- _What to do_:
Reproduce all of the data below word for word, omitting any picture.

[start of Dataset content]

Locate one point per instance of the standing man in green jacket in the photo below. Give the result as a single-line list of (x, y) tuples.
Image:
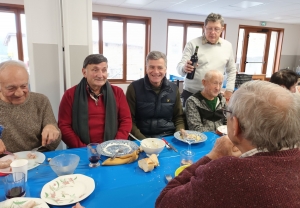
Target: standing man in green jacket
[(154, 101)]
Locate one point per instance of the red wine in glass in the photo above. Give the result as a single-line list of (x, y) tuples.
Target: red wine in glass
[(94, 159), (15, 192)]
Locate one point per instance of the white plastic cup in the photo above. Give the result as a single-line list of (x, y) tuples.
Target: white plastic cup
[(20, 165)]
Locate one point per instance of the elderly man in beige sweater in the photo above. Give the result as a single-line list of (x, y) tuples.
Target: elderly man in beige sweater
[(27, 117)]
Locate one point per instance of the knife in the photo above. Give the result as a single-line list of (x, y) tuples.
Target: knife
[(169, 145)]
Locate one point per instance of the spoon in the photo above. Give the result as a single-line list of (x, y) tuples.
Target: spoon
[(168, 178)]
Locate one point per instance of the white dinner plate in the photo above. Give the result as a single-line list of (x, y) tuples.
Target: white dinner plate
[(67, 189), (222, 129), (7, 157), (19, 202), (199, 136), (109, 148), (32, 163)]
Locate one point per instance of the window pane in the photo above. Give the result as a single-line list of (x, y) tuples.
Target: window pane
[(174, 50), (135, 50), (272, 52), (8, 38), (95, 31), (239, 49), (113, 48), (24, 41), (255, 53), (193, 32)]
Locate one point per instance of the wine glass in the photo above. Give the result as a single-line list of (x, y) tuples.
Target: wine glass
[(93, 155)]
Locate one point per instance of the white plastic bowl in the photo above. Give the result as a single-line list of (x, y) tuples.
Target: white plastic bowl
[(64, 164), (152, 146)]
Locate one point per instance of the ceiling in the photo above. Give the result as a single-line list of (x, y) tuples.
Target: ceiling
[(281, 11)]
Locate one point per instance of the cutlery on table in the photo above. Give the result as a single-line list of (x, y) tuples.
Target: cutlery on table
[(169, 145), (168, 178), (137, 139), (37, 148)]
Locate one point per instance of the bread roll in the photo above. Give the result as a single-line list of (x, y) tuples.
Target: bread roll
[(146, 164), (5, 164), (29, 204), (154, 159)]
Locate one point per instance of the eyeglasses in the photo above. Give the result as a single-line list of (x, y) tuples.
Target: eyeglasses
[(210, 29), (225, 111)]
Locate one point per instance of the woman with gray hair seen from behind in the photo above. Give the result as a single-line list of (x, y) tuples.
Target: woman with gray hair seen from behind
[(256, 165), (275, 123)]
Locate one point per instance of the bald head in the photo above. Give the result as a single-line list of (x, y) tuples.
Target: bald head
[(268, 115), (13, 82)]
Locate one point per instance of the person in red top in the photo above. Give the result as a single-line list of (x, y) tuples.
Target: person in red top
[(263, 124), (93, 111)]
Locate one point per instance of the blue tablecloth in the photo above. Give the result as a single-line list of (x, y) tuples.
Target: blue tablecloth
[(122, 185)]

[end of Dataset content]

- _Output for this task_:
Locate one point per instance of the standing man in green jacket in the photo below. Give the result as a single-line list of (x, y) tuples.
Image:
Target: standing man in green jacket
[(154, 101)]
Locate one point per instance of the red wine in glass in the photo above. Give the result as a single-line list of (x, y) tuples.
Target: red wine in glass
[(94, 159), (15, 192)]
Locate one point per instance of the white plastic cup in the photo above. Give the result as a single-line list of (x, y) tuples.
Target: white plastic cup
[(20, 165)]
Locate one point per instance of the elderly man in beige sweater in the photo above. Give the result as a single-line list of (x, y) tuples.
Target: elderly man in beige sweater
[(27, 117)]
Locate one point per instance of the knife in the photo above. Give the result as a single-line list of (x, y) tuples.
Target: knife
[(169, 145)]
Locate one point per instance of the spoon in the photo above. Give the result as a single-line list of (x, y) tuples.
Target: spoon
[(168, 178)]
Locate one point per instance of the white dinner plate in the photo above. Give the result as a single-line list of (x, y) tuples.
Target: white dinner plate
[(67, 189), (222, 129), (7, 157), (19, 202), (199, 136), (109, 148), (32, 163)]
Locate one point per instance of the window pane in the photo above. Give the result as a single-line list of (x, y) tuples.
Target: window pane
[(174, 50), (135, 50), (272, 52), (8, 38), (95, 31), (239, 49), (113, 48), (24, 41), (255, 53), (193, 32)]
Locate one point per instance of the wine glass in the photo above. Give the result as a single-line list of (x, y) tuples.
Target: wine glass
[(93, 155)]
Locate one point per instance of the white plastic bowl in the photo above. Give the result as a single-line list of (x, y) tuples.
Target: white plastic bowl
[(64, 164), (152, 146)]
Locate one point per instance of the ceiling in the photo above. Give the result as a single-line list of (x, y) tuples.
Target: ceiling
[(281, 11)]
Locate one point per instance of the cutlery on table in the photo above. Give the result as a single-line list of (x, y) tuples.
Target: cutlery on table
[(169, 145), (168, 178), (137, 139), (37, 148)]
Locate one point per instance of the bread roll in the photo above. Give the result as a single-line list of (x, y) tuples.
Target: bread roll
[(146, 164), (5, 164), (29, 204), (154, 159)]
Locate one point per instance of the eyeglasses in the photo above. Give the result as a single-line list of (x, y) tuples.
Target: eyeglasses
[(210, 29), (225, 111)]
Locate one point per instance of the woman with gray hair seen from behind in the photo above. Give the result as a single-line list of (x, y) tuples.
Target: woman with gray hair seen from behind
[(256, 165), (275, 123)]
Locate one point per instance of the bald head in the photo above. Give the result as a single-line list of (x, y) tuples.
Target: bald head
[(268, 115), (13, 82)]
Locate one point per instance of the person in red top in the photo above. Give the result as a single-line list of (x, y) tuples.
Target: person in red top
[(263, 124), (93, 111)]
Locate one point per instance of the blue tablecloth in the photo above. Give the result as a single-line list of (x, y) tuples.
Target: blue tablecloth
[(122, 185)]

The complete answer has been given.